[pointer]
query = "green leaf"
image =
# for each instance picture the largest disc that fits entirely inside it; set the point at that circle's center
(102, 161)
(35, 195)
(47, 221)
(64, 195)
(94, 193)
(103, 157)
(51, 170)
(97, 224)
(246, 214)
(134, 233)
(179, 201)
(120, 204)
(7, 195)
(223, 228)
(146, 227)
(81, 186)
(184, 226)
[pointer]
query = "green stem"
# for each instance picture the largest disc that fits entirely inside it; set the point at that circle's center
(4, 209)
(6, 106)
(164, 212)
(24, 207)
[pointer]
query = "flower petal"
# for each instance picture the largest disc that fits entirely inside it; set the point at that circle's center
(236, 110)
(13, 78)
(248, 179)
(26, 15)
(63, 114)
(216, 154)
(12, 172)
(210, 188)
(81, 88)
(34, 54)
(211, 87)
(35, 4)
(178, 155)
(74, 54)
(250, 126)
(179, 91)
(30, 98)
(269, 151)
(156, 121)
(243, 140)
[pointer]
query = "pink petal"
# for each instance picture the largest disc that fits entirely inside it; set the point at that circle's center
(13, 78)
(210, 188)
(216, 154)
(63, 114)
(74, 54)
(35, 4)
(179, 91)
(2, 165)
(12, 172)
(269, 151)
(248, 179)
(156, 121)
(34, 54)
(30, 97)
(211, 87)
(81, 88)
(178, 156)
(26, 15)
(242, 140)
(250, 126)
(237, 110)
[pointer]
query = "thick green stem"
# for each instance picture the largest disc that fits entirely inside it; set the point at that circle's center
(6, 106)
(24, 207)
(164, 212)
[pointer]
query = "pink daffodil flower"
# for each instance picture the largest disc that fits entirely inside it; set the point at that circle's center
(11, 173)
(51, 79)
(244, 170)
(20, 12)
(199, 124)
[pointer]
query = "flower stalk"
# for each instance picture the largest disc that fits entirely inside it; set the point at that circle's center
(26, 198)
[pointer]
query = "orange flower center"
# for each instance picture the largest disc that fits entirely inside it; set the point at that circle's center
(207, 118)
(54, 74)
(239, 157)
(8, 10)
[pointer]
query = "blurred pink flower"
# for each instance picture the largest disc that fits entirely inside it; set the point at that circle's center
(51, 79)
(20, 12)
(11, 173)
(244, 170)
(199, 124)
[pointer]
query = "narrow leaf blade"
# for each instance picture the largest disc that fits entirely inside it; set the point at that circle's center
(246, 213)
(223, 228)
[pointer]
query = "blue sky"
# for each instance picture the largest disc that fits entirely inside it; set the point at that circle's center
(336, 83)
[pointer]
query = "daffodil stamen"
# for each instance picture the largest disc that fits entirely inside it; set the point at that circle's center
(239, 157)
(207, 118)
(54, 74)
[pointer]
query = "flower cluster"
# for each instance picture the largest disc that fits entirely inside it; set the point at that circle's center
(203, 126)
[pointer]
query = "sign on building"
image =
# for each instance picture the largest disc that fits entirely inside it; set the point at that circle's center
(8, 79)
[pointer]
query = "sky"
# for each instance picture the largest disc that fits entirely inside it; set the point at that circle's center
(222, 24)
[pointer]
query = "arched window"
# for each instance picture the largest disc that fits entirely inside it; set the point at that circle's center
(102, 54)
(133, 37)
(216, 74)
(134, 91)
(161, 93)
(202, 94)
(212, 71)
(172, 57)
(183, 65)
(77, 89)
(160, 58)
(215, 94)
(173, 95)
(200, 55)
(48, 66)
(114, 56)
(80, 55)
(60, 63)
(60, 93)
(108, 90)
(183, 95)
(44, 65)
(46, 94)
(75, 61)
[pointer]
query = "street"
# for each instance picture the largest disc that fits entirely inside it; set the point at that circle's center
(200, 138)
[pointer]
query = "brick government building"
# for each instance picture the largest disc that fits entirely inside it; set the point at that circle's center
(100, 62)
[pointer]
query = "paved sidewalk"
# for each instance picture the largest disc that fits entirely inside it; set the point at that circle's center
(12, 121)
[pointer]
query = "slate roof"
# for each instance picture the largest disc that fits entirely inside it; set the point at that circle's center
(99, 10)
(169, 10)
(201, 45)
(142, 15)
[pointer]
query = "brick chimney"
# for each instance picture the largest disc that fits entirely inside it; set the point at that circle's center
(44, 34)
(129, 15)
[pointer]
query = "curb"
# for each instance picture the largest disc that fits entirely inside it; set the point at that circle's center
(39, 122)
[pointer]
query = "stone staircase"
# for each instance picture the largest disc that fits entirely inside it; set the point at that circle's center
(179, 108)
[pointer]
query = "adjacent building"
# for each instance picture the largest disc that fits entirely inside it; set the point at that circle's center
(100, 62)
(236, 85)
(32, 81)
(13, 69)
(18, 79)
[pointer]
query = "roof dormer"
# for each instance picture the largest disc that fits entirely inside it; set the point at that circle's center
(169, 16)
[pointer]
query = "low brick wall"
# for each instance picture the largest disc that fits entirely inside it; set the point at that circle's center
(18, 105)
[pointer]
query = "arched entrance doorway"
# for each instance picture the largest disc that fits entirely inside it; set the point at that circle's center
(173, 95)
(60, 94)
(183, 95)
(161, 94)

====

Please count the lines above that contain the string "brick" and give only the number.

**Solution**
3